→ **Task directions**
Copy every line of these records without changing anything.

[Detection annotation records]

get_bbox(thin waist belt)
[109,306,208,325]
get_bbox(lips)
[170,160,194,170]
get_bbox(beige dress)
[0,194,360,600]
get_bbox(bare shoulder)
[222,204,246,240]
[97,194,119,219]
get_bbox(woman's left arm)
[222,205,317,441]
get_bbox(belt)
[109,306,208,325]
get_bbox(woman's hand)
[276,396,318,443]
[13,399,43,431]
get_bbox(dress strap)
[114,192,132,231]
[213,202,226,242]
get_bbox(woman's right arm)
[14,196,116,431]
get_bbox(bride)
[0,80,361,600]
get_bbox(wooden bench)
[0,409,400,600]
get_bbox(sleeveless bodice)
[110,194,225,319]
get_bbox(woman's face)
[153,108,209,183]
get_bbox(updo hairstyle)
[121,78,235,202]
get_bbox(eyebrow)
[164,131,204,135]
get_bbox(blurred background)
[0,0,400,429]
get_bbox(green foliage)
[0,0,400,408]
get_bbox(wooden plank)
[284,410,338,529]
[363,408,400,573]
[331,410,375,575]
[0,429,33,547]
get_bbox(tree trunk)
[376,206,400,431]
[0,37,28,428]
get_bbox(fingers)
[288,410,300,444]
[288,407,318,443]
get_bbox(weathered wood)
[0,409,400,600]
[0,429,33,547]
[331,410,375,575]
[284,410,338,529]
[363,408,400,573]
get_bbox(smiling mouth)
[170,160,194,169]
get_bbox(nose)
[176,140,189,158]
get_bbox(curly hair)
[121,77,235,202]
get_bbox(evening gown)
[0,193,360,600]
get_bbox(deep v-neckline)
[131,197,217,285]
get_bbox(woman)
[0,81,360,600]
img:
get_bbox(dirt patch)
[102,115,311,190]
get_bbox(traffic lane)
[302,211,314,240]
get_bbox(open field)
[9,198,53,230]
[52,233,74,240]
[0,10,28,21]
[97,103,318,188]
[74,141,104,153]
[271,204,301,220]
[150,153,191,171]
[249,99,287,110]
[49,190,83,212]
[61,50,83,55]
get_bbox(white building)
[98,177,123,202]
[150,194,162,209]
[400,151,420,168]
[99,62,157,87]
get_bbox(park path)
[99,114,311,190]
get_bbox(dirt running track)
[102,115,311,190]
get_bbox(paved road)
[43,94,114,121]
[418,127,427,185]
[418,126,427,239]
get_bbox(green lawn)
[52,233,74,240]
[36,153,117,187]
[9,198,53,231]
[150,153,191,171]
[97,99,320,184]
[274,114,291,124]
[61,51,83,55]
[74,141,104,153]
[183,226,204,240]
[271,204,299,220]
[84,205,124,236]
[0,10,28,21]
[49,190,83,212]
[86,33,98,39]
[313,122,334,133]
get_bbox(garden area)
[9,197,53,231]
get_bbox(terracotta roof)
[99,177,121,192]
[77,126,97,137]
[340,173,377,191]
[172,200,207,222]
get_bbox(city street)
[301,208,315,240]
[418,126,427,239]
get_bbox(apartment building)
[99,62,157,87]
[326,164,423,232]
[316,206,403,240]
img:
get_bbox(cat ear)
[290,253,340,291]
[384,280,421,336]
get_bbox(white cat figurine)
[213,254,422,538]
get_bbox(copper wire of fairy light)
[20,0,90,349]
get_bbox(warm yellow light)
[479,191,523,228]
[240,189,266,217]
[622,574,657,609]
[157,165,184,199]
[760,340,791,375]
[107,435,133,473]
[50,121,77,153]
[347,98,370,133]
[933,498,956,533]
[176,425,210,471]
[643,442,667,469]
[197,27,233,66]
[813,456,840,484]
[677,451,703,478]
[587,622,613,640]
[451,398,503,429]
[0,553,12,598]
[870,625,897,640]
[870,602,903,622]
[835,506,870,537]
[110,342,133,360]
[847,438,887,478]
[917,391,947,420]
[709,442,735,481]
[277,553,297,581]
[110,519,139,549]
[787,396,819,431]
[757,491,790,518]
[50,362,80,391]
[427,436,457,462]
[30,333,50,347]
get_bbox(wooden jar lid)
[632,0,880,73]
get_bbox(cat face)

→ **Exercise result**
get_bbox(thin waist belt)
[109,306,208,325]
get_bbox(lips)
[170,160,194,170]
get_bbox(beige dress)
[0,194,360,600]
get_bbox(bare shoulder)
[222,204,246,240]
[97,194,119,219]
get_bbox(woman's left arm)
[222,205,317,441]
get_bbox(belt)
[109,306,208,325]
get_bbox(woman's hand)
[276,396,318,443]
[13,399,43,431]
get_bbox(dress strap)
[114,192,132,231]
[213,202,226,242]
get_bbox(woman's right arm)
[14,196,116,431]
get_bbox(bride)
[0,80,361,600]
get_bbox(wooden bench)
[0,409,400,600]
get_bbox(sleeveless bodice)
[110,194,225,319]
get_bbox(woman's face)
[153,108,209,183]
get_bbox(updo hairstyle)
[121,78,235,202]
get_bbox(eyebrow)
[164,131,204,135]
get_bbox(blurred background)
[0,0,400,429]
get_bbox(green foliage)
[0,0,400,408]
get_bbox(wooden plank)
[284,410,338,529]
[363,408,400,573]
[331,410,375,575]
[0,429,33,547]
get_bbox(tree trunk)
[376,206,400,431]
[0,37,28,428]
get_bbox(fingers)
[288,410,300,444]
[288,407,318,443]
get_bbox(weathered wood)
[0,409,400,600]
[0,429,33,547]
[331,410,375,575]
[284,410,338,529]
[363,408,400,573]
get_bbox(smiling mouth)
[170,160,194,169]
get_bbox(nose)
[176,140,189,158]
get_bbox(curly hair)
[121,77,235,202]
get_bbox(evening gown)
[0,193,360,600]
get_bbox(deep v-neckline)
[131,197,217,285]
get_bbox(woman)
[0,81,360,600]
img:
get_bbox(dirt patch)
[102,115,311,190]
get_bbox(traffic lane)
[302,211,314,240]
get_bbox(open field)
[9,198,53,230]
[52,233,74,240]
[0,10,28,21]
[97,103,318,188]
[74,141,104,153]
[271,204,301,220]
[150,153,191,171]
[249,99,287,110]
[49,190,83,212]
[61,50,83,55]
get_bbox(white building)
[98,177,123,202]
[150,194,162,209]
[400,151,420,168]
[99,62,157,87]
get_bbox(park path)
[99,114,311,190]
get_bbox(dirt running track)
[102,115,311,190]
get_bbox(paved road)
[43,94,114,121]
[418,127,427,185]
[418,126,427,239]
get_bbox(green lawn)
[52,233,74,240]
[36,153,117,187]
[9,198,53,231]
[150,153,191,171]
[97,99,320,184]
[274,114,291,124]
[61,51,83,55]
[74,141,104,153]
[183,226,204,240]
[271,204,299,220]
[84,205,124,236]
[0,10,28,21]
[49,190,83,212]
[86,33,98,39]
[313,122,334,133]
get_bbox(garden area)
[9,197,53,231]
get_bbox(terracotta roof)
[99,177,121,192]
[77,126,97,137]
[340,173,377,191]
[172,200,207,222]
get_bbox(city street)
[301,208,315,240]
[418,126,427,239]
get_bbox(apartment building)
[99,62,157,87]
[326,164,423,232]
[316,206,403,240]
img:
get_bbox(cat ear)
[290,253,340,291]
[384,280,421,336]
get_bbox(white cat figurine)
[213,254,422,538]
get_bbox(copper wire of fairy light)
[20,0,90,349]
get_bbox(warm yellow light)
[479,191,523,228]
[240,189,266,217]
[622,574,657,609]
[157,165,184,199]
[760,340,791,375]
[107,435,133,473]
[50,121,77,153]
[347,98,370,133]
[933,498,956,533]
[176,425,210,471]
[643,442,667,469]
[197,27,233,66]
[813,456,840,484]
[677,451,703,478]
[587,622,613,640]
[451,398,503,429]
[0,553,12,598]
[870,625,897,640]
[870,602,903,622]
[835,506,870,537]
[110,342,133,360]
[847,438,887,478]
[917,391,947,420]
[709,442,735,481]
[277,553,297,581]
[110,519,139,549]
[787,396,819,431]
[757,491,790,518]
[50,362,80,391]
[427,436,457,462]
[30,333,50,347]
get_bbox(wooden jar lid)
[632,0,880,73]
get_bbox(cat face)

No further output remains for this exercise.